Convert the data, starting with the line containing "Question. Indicate a point on each instance of the reflection" and going on through the end of the data, into a two-column CSV with the headers text and points. Give one row for each text and its answer, put each value in a single quoted field, and replace line breaks with spaces.

————

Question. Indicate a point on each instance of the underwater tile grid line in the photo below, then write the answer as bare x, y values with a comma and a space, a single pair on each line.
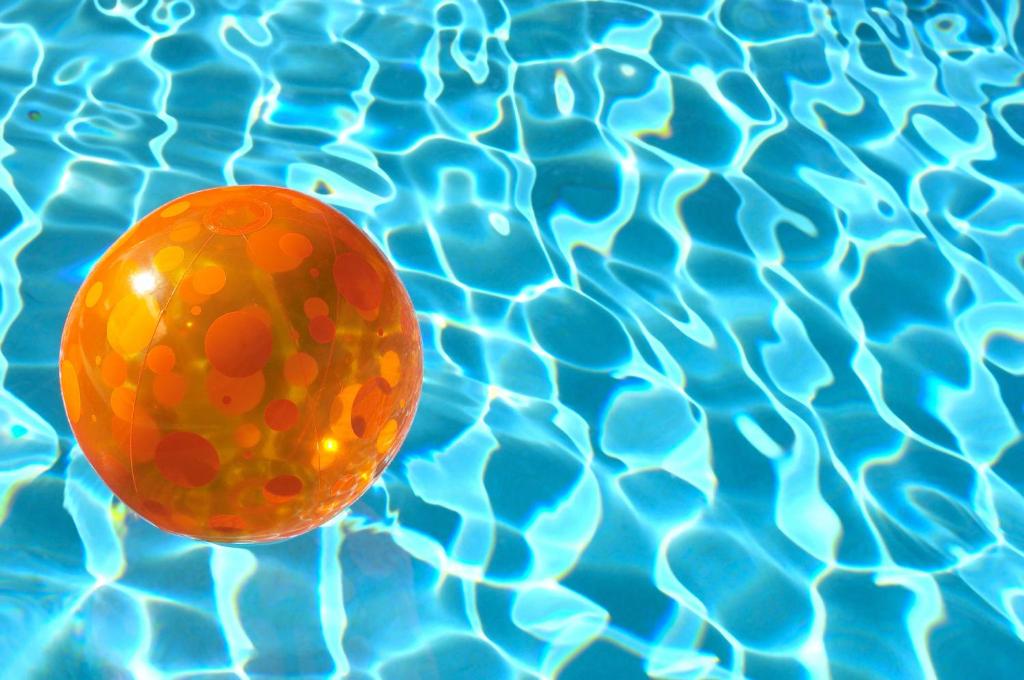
722, 319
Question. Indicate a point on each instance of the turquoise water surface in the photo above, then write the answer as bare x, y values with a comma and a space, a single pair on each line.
723, 326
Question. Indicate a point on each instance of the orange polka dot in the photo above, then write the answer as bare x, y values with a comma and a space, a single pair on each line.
143, 436
390, 368
168, 258
209, 280
283, 489
247, 435
186, 459
238, 343
357, 282
122, 402
94, 293
301, 369
235, 395
114, 371
161, 359
369, 408
314, 307
71, 391
295, 245
169, 388
281, 415
322, 329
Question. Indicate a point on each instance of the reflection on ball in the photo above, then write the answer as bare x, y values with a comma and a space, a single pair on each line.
241, 365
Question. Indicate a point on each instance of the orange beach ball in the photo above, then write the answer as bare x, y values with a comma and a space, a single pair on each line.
241, 365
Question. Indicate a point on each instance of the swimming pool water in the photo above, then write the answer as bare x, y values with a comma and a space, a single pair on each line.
722, 312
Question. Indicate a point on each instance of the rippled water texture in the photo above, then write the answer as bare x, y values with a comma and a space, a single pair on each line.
722, 312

————

# Full solution
text,points
"Question. Indicate a point on each instance of the reflection on ball in the photo above, then write the answer as bare x, y values with a comma and a space, a single pair on each line.","241, 365"
"Question. Indicate a point on each instance of the orange beach ball in the photo above, then write the answer as bare x, y values with a comma and a space, a single pair on each line.","241, 365"
"Question. Indicate a point on each instance of the swimming pool water in the photo above, then write the answer as bare x, y values with a comma and a space, a single pair on each line.","722, 312"
"Question. Indicate a point on each instance of the rippled water texture in the photo above, then write the answer as bare x, y values with a comma and a space, a single pair on each line.","722, 312"